My friend, who we’ll call Lauren from now on, chose to be obliterated from this Earth. Lauren’s parents, who are not wrong in their grieving, decided their daughter’s artwork was a legacy that was left behind, albeit one unedited by the original author. This is where things get complicated and how you end up with hologram James Dean starring in a movie fifty years after his death.

This picture is out of focus. Reviewing this photography after my death, maybe someone would say I made an interesting artistic choice, but in life, I beat myself up for fucking up this shot.

Lauren’s finished works, doodles, and etcetera are lacking the proper vetting by the original creator. I think about my own work as a photographer–how mad would I be if someone took one of my unedited photographs and published it? How unrepresentative of my style would it be if someone decided to finish my work for me, or they decided to post it with a serious caption instead of my usual irreverence? I understand the need to share a loved one’s work, or the desire to make it feel as though they never left, but that’s a decision that needs to be made by the artist while they are still alive.

Within months after Prince’s death, his sacred vault was opened and demos, alternative takes, and other miscellaneous scraps were released to ravenous fans. I felt voyeuristic and guilt-ridden having listened to works which the artist himself deemed un-listenable in his lifetime. Specifically, Prince had 35 living years to remaster his masterpiece Purple Rain and decided not to do so. Prince had been fighting anyone who tried to take the reigns on his works since his first album, and since he died unexpectedly without a will, his family was able to quickly sell his autonomy away for millions of dollars, something which Prince never, ever would have done while he was alive.

There is, of course, a morbid curiosity within us all which drives us to pry into the privacy of the dead. The dead cannot consent. An estate is not a legacy, it is a collection of possessions under the guidance of a stranger. You could argue that a loved one isn’t a stranger, but I would say anyone trying to make decisions on behalf of a dead person as that person is creating a parody at best. The nuance is in the ground.

All too quickly are we trying to dig our nails into the slick metal chute as our memories slide further down the slope of time and our love becomes distance. This is where we begin to lie to ourselves and rewrite the past and that is the most dangerous side effect re-animating the dead.

Even calling Lauren “my friend” feels like a chunk of revisionist history. We hadn’t talked in almost two years before her self-inflicted death. She had fought with everyone who ever cared about her, and I fought back just as hard. At some point, we apologized to each other, but I can’t remember that phone call for the life of me, sadly. Maybe calling Lauren my friend is as callous and grasping at straws as sharing her artwork without her guidance. Maybe I, too, am erroneously trying to keep her legacy alive by giving a shit about someone who probably didn’t particularly give a shit about anyone.

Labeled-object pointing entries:

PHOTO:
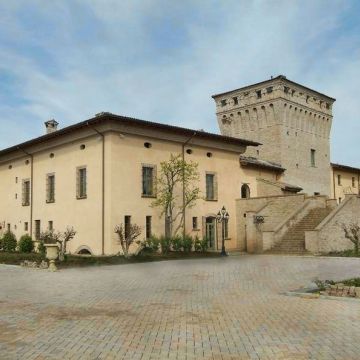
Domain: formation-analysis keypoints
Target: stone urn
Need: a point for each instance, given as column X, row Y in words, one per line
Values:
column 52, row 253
--
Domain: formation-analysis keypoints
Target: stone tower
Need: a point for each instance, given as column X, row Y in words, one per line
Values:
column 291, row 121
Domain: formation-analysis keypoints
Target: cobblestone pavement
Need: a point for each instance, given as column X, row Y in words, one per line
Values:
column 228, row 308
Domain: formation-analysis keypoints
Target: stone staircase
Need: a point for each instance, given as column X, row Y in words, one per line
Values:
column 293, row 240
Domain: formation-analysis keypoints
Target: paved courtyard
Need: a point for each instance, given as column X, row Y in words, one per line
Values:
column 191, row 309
==
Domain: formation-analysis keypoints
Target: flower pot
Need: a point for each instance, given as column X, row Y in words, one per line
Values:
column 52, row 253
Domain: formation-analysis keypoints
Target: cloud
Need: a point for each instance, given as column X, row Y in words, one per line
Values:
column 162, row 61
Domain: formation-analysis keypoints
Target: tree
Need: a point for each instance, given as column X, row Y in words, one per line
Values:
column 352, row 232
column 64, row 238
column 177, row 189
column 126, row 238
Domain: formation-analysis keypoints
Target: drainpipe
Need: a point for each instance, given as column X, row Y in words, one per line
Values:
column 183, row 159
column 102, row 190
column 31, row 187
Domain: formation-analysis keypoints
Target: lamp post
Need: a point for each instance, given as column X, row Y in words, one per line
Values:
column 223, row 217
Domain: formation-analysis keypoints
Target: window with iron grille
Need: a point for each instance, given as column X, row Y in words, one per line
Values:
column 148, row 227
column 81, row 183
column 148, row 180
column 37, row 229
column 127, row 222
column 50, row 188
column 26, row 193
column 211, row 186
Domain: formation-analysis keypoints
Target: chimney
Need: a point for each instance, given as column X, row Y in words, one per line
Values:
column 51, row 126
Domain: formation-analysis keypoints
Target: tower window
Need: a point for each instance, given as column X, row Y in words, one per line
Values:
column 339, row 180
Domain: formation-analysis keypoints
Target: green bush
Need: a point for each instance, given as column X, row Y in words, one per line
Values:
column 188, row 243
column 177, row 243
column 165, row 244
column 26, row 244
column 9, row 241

# Task directions
In the essay on releasing artists' work after their deaths, how many living years did Prince have to remaster Purple Rain?

# Answer to this task
35 years.